Document passage:
To optimize computational time, we randomly sampled subsets from each dataset for our experiments. Specifically, for the ESCI dataset, we used samples of 5k, 10k and 50k as the training set and sampled 1k from the original test set to serve as the test set. For the QueryNER dataset, we selected 1k, 5k, and 8k (full 7,841 data samples) samples for training and used the entire original test set as the test set. In the case of the description generation dataset, we randomly chose 1k, 5k, 10k, and 25k samples for training, with 10k samples from the original test set used as the test set. Finally, for the Review Summarization dataset, we sampled 1k, 5k, 10k, and 25k (the entire 25,203 dataset) as the training set and utilized the complete original test set as the test set. All experiments were conducted using the same aforementioned hyperparameters.

5. Results

5.1. Metrics on different tasks

Since the datasets we explored contained both classification and generative tasks, we use the task-specific metric to evaluate the performance of the model performance on various datasets. For classification tasks, we use F1 score as evaluation metrics and report both micro-average and macro-average results, while for the generative task, we use the Rouge-1 F1 (Rouge-1) and Rouge-L F1 (Rouge-L) (Lin and Och, 2004) to evaluate the performance.

Task:
Update the passage on datasets and evaluation metrics, giving it again from "5.1. Metrics on" up to and including "evaluate the performance." with every "classification" replaced by "categorization".

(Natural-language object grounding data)
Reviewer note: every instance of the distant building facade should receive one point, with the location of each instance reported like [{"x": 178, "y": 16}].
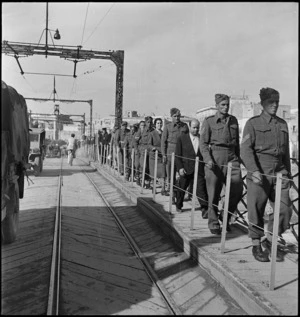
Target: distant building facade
[{"x": 243, "y": 109}]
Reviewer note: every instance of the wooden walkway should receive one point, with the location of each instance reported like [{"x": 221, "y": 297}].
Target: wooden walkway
[{"x": 246, "y": 279}]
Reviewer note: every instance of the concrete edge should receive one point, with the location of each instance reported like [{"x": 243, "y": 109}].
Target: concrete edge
[{"x": 249, "y": 299}]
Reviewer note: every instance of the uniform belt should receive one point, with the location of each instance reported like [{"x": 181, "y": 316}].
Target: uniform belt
[
  {"x": 219, "y": 148},
  {"x": 269, "y": 158}
]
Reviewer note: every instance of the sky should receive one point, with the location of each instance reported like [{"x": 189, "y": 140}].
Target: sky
[{"x": 176, "y": 54}]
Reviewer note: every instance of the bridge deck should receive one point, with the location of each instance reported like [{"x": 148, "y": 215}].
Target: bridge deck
[{"x": 246, "y": 279}]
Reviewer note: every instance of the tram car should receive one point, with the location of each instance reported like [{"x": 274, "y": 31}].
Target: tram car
[{"x": 14, "y": 158}]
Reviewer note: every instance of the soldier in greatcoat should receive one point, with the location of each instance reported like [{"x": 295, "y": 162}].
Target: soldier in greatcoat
[
  {"x": 219, "y": 145},
  {"x": 265, "y": 152},
  {"x": 171, "y": 132},
  {"x": 119, "y": 140}
]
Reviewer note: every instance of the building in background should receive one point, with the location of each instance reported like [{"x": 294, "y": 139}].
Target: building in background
[{"x": 243, "y": 109}]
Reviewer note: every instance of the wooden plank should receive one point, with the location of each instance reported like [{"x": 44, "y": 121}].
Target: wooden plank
[
  {"x": 121, "y": 258},
  {"x": 101, "y": 290},
  {"x": 118, "y": 269},
  {"x": 8, "y": 273}
]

Solution:
5.1. Metrics on different tasks

Since the datasets we explored contained both categorization and generative tasks, we use the task-specific metric to evaluate the performance of the model performance on various datasets. For categorization tasks, we use F1 score as evaluation metrics and report both micro-average and macro-average results, while for the generative task, we use the Rouge-1 F1 (Rouge-1) and Rouge-L F1 (Rouge-L) (Lin and Och, 2004) to evaluate the performance.